Items listed in a dataset:

☆ ☆ ☆

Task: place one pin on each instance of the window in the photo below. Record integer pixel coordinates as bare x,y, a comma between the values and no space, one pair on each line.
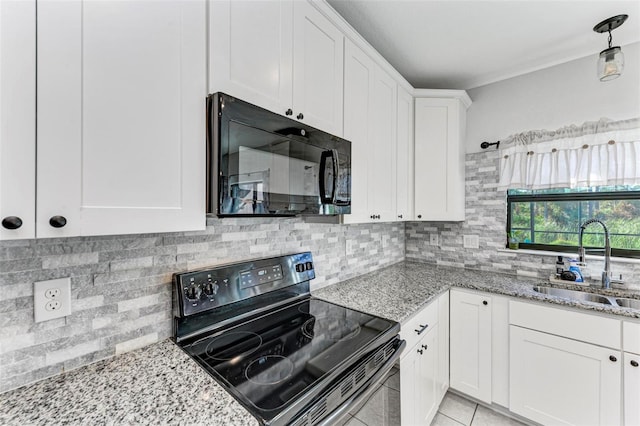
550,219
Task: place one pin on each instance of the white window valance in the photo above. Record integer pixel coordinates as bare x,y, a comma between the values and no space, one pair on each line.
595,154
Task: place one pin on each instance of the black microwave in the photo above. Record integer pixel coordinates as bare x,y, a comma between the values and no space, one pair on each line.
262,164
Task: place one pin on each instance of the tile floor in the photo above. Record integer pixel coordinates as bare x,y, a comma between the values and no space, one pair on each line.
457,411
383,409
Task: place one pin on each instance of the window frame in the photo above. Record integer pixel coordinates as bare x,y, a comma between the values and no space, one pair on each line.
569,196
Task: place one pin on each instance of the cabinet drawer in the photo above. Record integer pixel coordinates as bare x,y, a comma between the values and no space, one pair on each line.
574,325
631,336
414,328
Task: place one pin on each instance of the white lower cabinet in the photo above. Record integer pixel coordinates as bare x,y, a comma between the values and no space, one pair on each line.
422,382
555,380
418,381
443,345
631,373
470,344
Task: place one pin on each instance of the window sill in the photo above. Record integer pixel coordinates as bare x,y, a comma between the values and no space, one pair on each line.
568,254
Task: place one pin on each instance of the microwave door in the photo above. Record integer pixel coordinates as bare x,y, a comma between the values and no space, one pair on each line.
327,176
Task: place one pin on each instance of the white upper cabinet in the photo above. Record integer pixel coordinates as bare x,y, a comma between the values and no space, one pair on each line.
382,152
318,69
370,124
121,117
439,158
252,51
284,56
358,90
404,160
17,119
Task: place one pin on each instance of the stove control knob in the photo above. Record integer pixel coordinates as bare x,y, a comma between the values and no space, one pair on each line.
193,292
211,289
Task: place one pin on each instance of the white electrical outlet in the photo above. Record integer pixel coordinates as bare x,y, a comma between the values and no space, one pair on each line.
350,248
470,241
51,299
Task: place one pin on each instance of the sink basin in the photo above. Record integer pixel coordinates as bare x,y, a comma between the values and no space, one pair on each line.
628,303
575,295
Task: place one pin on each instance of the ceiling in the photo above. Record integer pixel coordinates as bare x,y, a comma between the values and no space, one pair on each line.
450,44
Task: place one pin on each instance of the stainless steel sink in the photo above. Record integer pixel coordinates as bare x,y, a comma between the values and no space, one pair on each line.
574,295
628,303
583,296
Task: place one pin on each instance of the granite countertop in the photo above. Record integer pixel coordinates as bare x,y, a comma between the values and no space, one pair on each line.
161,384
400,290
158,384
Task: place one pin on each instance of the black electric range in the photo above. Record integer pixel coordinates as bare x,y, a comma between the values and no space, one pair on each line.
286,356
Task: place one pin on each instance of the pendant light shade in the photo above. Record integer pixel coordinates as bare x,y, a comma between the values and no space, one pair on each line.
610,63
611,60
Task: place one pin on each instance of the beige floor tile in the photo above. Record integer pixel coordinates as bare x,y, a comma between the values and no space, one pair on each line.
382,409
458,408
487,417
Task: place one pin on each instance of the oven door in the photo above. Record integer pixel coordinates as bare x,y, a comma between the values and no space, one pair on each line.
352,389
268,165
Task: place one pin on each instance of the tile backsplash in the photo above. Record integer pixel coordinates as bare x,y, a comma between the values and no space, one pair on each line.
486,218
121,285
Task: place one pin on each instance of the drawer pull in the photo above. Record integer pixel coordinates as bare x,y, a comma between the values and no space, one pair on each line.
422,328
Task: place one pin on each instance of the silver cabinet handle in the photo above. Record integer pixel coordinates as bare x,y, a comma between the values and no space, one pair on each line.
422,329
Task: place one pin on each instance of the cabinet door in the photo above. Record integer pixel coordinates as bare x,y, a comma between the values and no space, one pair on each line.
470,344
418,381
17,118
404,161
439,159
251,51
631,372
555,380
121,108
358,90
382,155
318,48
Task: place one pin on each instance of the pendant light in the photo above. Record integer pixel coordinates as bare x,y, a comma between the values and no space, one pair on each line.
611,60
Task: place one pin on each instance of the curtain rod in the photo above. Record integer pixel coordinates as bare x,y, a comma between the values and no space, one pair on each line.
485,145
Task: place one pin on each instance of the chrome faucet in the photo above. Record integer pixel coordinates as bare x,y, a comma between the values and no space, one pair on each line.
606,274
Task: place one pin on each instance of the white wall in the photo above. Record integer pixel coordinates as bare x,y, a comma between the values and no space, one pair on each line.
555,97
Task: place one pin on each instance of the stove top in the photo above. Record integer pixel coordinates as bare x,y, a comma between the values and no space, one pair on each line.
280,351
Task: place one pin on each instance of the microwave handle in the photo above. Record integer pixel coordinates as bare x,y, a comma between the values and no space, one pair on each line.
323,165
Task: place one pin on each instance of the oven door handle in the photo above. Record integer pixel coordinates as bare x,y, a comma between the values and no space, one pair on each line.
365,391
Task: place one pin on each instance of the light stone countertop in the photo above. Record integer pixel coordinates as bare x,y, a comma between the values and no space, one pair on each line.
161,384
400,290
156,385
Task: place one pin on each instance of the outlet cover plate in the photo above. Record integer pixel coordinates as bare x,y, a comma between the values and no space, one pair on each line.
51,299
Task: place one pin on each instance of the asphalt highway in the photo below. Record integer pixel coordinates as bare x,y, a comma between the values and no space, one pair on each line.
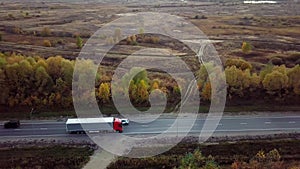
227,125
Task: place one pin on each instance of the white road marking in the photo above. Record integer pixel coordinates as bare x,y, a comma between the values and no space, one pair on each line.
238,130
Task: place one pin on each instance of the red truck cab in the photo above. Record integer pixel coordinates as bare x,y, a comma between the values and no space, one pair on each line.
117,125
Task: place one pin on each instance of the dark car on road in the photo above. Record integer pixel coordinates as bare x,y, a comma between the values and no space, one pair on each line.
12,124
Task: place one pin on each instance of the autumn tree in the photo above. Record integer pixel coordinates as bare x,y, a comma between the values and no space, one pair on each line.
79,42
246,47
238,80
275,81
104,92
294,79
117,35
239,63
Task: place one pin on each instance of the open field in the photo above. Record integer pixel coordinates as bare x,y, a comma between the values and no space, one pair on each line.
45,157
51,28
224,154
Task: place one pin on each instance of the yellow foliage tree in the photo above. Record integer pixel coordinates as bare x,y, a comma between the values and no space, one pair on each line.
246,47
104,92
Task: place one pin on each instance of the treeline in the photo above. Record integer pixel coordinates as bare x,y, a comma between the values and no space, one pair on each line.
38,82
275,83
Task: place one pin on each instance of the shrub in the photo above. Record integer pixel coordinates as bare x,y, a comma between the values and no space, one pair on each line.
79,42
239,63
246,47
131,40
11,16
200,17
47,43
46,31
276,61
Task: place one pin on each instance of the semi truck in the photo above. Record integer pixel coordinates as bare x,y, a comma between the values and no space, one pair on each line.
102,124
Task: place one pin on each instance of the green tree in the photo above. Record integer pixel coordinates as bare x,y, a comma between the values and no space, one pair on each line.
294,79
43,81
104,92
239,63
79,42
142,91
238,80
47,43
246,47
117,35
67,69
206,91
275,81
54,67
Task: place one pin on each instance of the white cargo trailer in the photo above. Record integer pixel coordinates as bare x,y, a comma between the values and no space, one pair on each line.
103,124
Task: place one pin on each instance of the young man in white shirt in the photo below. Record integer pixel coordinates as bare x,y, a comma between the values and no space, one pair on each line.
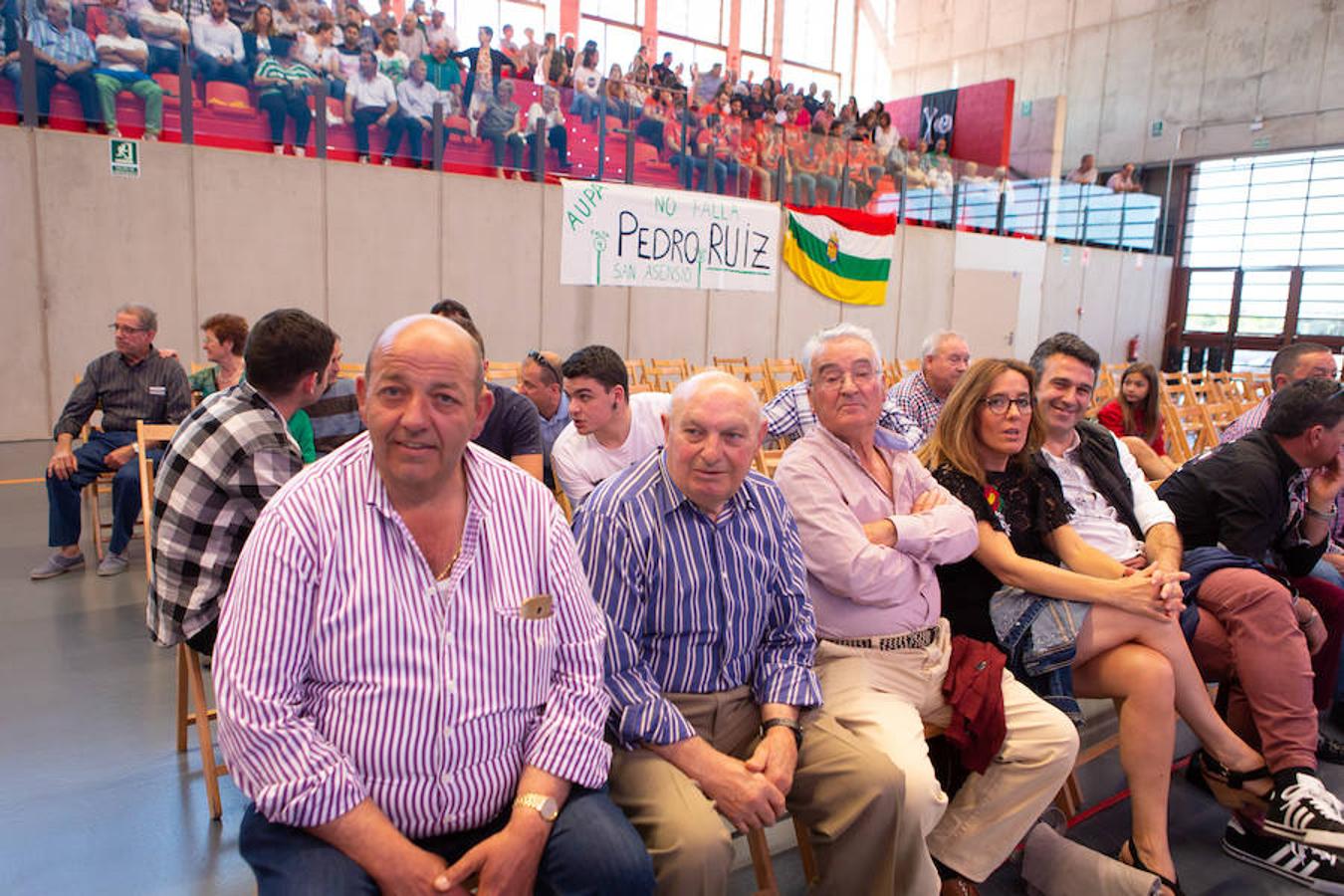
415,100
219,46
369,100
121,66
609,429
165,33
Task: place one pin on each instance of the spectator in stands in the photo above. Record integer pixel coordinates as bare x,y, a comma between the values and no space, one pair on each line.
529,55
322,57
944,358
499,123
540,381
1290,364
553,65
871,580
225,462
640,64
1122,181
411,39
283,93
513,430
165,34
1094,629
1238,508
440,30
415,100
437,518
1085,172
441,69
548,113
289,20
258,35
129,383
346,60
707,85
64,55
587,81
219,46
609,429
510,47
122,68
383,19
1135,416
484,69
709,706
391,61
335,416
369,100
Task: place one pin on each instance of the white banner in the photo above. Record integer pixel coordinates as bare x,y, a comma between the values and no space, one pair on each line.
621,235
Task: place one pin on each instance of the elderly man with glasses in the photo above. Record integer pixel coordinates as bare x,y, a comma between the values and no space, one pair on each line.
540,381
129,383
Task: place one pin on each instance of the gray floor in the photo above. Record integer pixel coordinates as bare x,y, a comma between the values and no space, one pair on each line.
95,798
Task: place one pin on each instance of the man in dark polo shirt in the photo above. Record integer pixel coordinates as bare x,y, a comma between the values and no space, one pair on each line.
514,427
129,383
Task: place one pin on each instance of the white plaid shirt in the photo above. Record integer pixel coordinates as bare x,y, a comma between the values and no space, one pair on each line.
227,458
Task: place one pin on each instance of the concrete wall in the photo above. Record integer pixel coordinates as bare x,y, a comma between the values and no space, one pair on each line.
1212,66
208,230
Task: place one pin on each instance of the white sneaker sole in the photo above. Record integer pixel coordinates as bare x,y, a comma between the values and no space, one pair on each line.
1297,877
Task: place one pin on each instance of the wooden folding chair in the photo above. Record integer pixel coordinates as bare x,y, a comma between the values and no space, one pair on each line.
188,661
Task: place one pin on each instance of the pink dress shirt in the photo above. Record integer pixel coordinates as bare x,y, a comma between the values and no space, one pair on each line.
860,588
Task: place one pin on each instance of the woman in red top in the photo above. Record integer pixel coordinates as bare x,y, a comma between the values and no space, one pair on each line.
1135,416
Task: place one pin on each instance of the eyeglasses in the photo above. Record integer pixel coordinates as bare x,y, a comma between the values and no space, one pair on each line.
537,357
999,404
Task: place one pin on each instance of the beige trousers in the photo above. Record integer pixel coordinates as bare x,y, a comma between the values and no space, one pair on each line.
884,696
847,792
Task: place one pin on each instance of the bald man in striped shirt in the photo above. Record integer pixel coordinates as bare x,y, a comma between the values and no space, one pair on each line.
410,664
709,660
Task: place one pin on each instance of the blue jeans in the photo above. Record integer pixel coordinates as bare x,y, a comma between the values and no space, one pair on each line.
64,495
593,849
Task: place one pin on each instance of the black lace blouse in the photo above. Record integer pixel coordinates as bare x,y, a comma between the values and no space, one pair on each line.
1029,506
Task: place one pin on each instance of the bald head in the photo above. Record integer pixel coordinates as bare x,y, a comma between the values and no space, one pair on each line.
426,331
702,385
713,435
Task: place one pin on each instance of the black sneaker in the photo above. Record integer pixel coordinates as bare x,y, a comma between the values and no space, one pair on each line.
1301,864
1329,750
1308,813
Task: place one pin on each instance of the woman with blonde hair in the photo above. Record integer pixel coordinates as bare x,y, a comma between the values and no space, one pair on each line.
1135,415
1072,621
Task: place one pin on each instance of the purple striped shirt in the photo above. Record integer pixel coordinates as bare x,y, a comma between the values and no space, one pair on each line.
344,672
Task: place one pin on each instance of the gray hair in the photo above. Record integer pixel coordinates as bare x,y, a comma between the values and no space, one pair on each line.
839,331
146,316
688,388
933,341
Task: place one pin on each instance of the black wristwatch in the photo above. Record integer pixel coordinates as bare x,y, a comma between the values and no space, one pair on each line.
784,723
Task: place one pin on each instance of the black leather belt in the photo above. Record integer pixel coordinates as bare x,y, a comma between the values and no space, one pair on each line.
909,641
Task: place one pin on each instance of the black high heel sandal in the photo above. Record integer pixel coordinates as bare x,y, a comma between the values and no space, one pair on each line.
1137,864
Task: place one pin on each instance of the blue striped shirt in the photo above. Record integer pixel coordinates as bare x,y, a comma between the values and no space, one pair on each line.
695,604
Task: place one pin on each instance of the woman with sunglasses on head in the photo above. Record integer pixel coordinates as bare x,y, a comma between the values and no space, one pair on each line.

☆ ☆ ☆

# Exercise
Only the lines from the one containing "Task: place one pin on each instance of the black high" through the end of the material should be reproduced, exactly, with both ends included.

# Result of this exercise
Task: place one pin on each instance of the black high heel sandal in the photo above. Record integer pixel coordinates as bare x,y, a comma between the values and no space, one pair on each line.
1137,864
Task: place one pin on each instance of the blue striped shirt in the photo above. Record integer pixel coordinates as bare x,y, a comma between the values and no space, one pair on each line.
695,604
Task: place one pin on each instance of the woman with sunglasses on head in the photo above. Record integer pixel coordinates as bare x,y, a comma between the values and no space, one pair on each line.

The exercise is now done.